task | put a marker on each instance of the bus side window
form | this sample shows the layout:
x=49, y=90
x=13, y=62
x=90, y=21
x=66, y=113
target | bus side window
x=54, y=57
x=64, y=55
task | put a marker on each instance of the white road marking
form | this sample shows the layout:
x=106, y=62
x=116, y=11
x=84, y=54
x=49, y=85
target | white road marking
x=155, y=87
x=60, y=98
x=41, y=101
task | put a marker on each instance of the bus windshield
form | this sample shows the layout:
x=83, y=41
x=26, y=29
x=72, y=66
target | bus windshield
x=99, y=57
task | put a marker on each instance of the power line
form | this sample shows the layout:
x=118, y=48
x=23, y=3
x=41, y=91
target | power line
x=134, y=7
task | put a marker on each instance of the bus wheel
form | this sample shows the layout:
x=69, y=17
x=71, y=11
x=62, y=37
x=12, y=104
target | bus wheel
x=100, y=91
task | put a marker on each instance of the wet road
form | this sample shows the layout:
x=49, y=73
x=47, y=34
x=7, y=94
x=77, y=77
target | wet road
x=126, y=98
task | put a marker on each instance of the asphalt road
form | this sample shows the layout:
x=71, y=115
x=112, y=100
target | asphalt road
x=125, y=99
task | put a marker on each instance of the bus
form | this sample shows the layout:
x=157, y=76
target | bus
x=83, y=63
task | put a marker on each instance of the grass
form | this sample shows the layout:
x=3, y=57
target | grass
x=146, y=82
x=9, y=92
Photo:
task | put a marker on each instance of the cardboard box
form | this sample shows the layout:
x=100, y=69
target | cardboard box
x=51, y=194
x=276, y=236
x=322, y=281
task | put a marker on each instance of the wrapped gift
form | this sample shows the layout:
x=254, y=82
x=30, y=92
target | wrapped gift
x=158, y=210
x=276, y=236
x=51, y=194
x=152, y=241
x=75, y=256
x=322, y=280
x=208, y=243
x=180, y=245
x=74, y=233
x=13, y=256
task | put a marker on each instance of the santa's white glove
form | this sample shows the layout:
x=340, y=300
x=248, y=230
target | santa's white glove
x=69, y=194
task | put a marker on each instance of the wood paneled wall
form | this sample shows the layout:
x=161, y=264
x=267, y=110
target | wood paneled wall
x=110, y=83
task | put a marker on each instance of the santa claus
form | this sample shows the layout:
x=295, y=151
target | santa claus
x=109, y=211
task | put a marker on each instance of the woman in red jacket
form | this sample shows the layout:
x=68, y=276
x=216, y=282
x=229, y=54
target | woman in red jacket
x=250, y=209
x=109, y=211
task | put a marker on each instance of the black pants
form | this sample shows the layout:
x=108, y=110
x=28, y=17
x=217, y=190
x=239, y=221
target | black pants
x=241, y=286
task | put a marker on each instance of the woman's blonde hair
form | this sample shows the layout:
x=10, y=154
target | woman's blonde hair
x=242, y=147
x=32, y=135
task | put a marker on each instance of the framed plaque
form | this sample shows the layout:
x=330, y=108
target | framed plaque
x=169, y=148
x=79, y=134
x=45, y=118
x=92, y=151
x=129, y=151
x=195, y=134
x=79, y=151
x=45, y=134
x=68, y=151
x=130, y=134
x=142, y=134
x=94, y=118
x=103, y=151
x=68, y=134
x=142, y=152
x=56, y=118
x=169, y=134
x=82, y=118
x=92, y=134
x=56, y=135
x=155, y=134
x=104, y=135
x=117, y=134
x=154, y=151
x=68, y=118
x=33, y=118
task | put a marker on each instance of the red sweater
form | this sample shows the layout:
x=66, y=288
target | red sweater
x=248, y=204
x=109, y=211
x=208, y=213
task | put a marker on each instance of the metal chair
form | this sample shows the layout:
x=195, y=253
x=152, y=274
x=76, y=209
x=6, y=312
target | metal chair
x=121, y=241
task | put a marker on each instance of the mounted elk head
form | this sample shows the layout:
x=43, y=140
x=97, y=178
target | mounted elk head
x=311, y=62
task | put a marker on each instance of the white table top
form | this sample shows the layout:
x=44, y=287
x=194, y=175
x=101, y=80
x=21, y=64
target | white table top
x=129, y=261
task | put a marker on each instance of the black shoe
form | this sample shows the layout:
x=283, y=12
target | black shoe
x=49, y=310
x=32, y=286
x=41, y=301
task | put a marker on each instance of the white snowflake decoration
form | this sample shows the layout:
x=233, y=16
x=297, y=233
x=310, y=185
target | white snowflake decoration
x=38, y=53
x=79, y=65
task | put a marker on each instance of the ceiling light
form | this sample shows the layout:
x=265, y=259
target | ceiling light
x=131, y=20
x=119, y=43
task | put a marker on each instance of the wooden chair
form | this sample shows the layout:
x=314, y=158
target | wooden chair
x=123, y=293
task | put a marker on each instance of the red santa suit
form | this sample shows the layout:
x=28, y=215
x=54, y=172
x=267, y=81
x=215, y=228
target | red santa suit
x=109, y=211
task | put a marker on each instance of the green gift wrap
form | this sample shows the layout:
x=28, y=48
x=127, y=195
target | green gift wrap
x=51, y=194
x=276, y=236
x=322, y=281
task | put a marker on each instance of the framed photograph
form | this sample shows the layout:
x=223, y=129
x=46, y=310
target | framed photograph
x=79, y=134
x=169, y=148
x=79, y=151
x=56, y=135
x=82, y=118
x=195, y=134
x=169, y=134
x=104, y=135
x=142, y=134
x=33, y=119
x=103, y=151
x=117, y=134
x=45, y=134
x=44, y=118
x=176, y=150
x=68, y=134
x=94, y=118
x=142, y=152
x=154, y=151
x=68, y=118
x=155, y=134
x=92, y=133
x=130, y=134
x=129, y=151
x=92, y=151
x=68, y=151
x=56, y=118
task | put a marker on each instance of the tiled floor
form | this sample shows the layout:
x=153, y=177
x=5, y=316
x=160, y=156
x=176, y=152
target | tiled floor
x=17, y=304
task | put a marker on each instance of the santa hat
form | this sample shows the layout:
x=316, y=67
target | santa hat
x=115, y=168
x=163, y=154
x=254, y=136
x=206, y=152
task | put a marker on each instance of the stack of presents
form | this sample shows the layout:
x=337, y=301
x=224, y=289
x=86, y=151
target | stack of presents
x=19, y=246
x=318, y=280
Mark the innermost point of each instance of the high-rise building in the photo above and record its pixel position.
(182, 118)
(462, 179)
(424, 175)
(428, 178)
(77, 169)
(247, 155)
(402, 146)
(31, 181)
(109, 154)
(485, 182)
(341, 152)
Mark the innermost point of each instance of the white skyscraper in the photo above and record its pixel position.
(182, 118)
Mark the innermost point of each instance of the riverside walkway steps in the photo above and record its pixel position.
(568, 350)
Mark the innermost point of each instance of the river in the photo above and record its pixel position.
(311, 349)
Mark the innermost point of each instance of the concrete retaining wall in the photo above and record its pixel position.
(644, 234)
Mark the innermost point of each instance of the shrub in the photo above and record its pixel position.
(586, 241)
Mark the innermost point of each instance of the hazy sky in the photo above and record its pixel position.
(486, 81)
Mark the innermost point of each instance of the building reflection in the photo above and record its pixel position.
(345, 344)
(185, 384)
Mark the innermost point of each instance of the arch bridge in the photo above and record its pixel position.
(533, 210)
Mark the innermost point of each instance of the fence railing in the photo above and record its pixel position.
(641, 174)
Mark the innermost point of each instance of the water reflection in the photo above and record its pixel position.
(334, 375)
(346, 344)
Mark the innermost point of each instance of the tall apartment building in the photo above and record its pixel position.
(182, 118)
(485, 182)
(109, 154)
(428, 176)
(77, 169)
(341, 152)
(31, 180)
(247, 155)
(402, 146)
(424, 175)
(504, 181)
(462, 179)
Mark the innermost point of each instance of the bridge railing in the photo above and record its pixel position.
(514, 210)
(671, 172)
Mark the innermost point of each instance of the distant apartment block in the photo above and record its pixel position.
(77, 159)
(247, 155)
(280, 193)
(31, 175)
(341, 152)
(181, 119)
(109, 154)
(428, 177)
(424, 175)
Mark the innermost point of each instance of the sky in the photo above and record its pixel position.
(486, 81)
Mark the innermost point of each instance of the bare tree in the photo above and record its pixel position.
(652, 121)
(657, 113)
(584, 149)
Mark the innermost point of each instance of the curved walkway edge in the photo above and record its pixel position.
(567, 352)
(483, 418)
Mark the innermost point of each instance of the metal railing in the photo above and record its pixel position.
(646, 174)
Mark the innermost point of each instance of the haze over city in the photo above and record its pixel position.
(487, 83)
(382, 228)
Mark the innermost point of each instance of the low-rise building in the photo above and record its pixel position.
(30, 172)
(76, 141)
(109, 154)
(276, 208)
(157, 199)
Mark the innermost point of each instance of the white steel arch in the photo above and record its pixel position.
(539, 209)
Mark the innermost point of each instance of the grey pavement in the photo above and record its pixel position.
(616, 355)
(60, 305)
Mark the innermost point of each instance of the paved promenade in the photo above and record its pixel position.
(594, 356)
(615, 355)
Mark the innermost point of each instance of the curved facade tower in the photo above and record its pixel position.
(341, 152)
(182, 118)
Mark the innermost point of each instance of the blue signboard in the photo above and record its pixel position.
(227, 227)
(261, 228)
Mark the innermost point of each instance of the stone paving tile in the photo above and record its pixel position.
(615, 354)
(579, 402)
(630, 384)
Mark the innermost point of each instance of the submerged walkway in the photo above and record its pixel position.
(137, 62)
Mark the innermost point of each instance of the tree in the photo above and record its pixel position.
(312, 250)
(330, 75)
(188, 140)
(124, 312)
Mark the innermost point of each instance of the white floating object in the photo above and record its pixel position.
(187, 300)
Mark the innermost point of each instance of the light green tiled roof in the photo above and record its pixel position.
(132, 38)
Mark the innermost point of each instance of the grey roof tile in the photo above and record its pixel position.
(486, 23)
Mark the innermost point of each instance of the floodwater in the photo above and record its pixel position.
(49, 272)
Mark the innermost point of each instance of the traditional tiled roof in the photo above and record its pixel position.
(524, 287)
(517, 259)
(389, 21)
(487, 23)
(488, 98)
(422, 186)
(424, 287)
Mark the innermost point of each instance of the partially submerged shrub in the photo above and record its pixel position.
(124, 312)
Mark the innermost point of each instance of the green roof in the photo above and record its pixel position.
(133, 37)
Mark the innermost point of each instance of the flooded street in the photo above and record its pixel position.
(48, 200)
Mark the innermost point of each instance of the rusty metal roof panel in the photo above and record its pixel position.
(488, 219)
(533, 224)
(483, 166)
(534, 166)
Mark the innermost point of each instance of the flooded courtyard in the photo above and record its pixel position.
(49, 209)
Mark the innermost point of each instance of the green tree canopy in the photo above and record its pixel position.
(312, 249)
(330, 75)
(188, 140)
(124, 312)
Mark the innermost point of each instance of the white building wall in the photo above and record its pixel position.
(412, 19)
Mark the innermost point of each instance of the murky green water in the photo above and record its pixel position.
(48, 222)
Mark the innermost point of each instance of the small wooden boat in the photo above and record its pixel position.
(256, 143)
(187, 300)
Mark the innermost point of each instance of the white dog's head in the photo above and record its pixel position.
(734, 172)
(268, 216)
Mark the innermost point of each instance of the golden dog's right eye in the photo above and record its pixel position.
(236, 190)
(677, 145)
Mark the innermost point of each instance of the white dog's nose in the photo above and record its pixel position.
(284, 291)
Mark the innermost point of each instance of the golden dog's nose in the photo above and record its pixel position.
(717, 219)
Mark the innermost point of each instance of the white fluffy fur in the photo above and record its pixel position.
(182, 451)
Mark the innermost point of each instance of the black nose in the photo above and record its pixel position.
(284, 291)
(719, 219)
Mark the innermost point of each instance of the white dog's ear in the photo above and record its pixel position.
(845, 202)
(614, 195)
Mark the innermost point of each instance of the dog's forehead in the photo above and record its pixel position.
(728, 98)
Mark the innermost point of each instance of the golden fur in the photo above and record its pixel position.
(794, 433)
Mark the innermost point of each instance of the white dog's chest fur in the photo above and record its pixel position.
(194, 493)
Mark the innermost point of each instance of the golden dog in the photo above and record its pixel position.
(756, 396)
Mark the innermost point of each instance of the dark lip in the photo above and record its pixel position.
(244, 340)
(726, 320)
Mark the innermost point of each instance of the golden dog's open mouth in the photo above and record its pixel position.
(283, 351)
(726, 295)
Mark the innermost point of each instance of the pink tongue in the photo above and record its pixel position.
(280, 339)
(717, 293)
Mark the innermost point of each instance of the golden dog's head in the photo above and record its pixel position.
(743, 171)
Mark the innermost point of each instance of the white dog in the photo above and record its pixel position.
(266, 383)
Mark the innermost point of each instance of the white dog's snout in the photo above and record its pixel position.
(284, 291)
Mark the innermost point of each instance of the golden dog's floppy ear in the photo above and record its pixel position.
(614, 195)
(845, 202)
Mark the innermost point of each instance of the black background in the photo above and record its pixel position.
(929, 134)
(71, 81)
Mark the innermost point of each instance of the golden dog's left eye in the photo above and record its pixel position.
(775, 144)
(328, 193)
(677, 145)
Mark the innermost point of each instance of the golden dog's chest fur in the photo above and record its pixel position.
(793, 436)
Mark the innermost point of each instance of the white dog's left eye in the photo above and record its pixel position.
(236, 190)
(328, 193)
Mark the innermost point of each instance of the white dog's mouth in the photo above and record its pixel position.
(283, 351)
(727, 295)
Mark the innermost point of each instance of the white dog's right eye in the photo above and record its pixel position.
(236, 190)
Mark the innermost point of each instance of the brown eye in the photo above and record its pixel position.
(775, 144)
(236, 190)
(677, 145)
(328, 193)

=======

[WHAT IS REQUIRED]
Transcribe the records above from the line holding "x=44, y=287" down to the line holding "x=310, y=185", inclusive, without adding anything.

[TASK RESPONSE]
x=44, y=287
x=194, y=175
x=101, y=80
x=21, y=64
target | white table top
x=129, y=261
task | put a marker on each instance of the black shoe
form | this sample shows the layout:
x=283, y=12
target | black shoe
x=49, y=310
x=32, y=286
x=41, y=301
task | put a marker on each instance of the white snowflake decoration
form | this sample shows the layout:
x=233, y=16
x=297, y=233
x=310, y=185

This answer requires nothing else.